Objetivo do exercício:
Por favor, transcreva palavra por palavra todo o texto sobre casamento e união de facto.

Texto para leitura:
•••••

Casamento e união de facto: semelhanças, diferenças e consequências


*Ana Flor / ABreu Advogados

As questões não são novas, mas são recorrentes:
Um unido de facto tem os mesmos direitos e regalias de um casado?
Quais as consequências de se optar por um regime ou pelo outro?
Uma pessoa casada em separação de bens herda ou não do marido?
Desde a adoção de medidas jurídicas de proteção das uniões de facto, em 2001, que muito se discute se valerá a pena contrair casamento. Na verdade, a criação destas medidas teve sempre como objetivo, acautelar o unido de facto, sobretudo em caso de morte do seu companheiro de vida, evitando que fique desprotegido em termos do uso da casa de habitação, de manutenção de arrendamento ou de acesso, por exemplo, a pensões de sobrevivência.
Esta proteção é necessária, precisamente porque, não sendo o unido de facto herdeiro legal, e não tendo, por essa razão, qualquer direito sucessório em termos análogos ao do cônjuge, poderia ficar em situação desfavorecida no caso de, por exemplo, o seu unido de facto ser o proprietário da casa de morada de família onde ambos residiam, sem que tivesse qualquer expectativa sucessória quanto ao prédio.

•••••

Registos de dados:
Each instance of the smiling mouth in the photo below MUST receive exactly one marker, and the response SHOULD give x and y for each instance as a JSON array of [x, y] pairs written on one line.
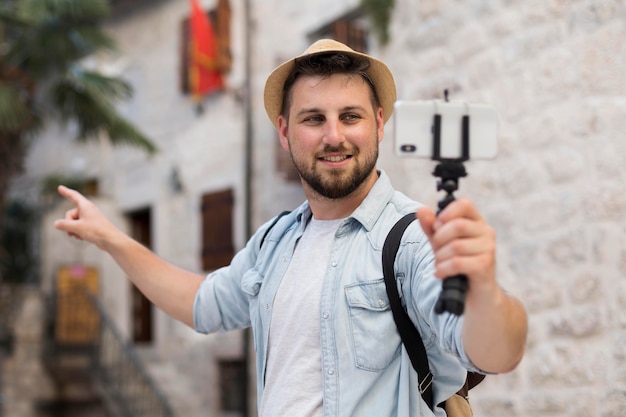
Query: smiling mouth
[[335, 158]]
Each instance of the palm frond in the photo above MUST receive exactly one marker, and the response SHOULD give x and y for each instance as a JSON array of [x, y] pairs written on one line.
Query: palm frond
[[74, 10], [91, 107], [15, 114]]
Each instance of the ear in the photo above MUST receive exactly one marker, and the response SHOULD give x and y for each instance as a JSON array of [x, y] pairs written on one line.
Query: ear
[[380, 124], [282, 132]]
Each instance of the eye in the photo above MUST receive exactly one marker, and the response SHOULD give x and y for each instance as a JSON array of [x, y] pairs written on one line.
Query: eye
[[349, 117], [313, 119]]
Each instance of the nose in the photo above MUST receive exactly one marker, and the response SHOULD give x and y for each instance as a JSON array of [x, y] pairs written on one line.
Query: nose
[[333, 133]]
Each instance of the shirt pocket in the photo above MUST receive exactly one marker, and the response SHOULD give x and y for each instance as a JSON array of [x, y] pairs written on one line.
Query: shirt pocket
[[251, 285], [376, 342]]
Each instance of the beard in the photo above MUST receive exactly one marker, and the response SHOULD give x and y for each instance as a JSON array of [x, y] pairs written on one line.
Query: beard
[[338, 183]]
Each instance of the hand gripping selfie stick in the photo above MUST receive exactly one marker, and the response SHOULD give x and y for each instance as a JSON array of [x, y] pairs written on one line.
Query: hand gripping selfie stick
[[453, 289]]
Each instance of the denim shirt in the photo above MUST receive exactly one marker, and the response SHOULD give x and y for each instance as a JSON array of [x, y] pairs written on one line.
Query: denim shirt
[[365, 368]]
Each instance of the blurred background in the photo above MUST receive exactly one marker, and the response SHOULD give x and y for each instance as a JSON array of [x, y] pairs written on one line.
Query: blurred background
[[154, 109]]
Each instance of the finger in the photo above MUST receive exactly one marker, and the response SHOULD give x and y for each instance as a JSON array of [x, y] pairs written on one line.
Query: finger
[[70, 194], [459, 228], [460, 208], [72, 214], [465, 247], [476, 267]]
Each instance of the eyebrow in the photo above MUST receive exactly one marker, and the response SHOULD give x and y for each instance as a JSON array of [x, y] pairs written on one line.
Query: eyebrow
[[318, 110]]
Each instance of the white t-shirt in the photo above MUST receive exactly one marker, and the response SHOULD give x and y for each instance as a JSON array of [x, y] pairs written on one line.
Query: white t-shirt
[[293, 385]]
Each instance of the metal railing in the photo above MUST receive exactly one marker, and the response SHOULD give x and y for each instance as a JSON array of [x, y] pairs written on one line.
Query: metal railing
[[81, 326]]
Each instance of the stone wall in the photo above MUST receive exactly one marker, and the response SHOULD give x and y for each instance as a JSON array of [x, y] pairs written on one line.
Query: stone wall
[[556, 72]]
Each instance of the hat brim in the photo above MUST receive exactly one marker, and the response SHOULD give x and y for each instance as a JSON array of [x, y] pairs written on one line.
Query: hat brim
[[379, 74]]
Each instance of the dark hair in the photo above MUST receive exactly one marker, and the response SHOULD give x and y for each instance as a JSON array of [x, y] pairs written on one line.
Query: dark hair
[[325, 65]]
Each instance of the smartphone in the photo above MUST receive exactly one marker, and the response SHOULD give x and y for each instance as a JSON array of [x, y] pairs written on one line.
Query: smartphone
[[416, 123]]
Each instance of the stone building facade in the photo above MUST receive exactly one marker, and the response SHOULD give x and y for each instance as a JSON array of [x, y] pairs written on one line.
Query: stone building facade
[[556, 72]]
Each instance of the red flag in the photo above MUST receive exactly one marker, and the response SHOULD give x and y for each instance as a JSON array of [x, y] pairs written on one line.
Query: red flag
[[204, 76]]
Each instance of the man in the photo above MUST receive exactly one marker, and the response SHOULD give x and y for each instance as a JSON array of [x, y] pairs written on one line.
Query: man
[[311, 285]]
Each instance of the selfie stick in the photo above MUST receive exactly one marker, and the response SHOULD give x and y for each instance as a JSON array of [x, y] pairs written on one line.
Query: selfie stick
[[453, 289]]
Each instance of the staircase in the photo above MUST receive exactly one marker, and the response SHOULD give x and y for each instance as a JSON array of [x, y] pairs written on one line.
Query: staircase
[[91, 363]]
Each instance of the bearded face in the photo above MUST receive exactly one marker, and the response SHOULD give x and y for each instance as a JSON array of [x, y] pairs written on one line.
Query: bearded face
[[332, 134]]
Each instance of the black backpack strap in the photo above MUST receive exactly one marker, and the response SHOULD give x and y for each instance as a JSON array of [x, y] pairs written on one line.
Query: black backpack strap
[[276, 219], [408, 333]]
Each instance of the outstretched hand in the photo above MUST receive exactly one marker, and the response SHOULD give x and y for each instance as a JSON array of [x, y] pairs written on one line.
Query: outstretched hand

•••••

Resposta à tarefa:
Casamento e união de facto: semelhanças, diferenças e consequências


*Ana Flor / ABreu Advogados

As questões não são novas, mas são recorrentes:
Um unido de facto tem os mesmos direitos e regalias de um casado?
Quais as consequências de se optar por um regime ou pelo outro?
Uma pessoa casada em separação de bens herda ou não do marido?
Desde a adoção de medidas jurídicas de proteção das uniões de facto, em 2001, que muito se discute se valerá a pena contrair casamento. Na verdade, a criação destas medidas teve sempre como objetivo, acautelar o unido de facto, sobretudo em caso de morte do seu companheiro de vida, evitando que fique desprotegido em termos do uso da casa de habitação, de manutenção de arrendamento ou de acesso, por exemplo, a pensões de sobrevivência.
Esta proteção é necessária, precisamente porque, não sendo o unido de facto herdeiro legal, e não tendo, por essa razão, qualquer direito sucessório em termos análogos ao do cônjuge, poderia ficar em situação desfavorecida no caso de, por exemplo, o seu unido de facto ser o proprietário da casa de morada de família onde ambos residiam, sem que tivesse qualquer expectativa sucessória quanto ao prédio.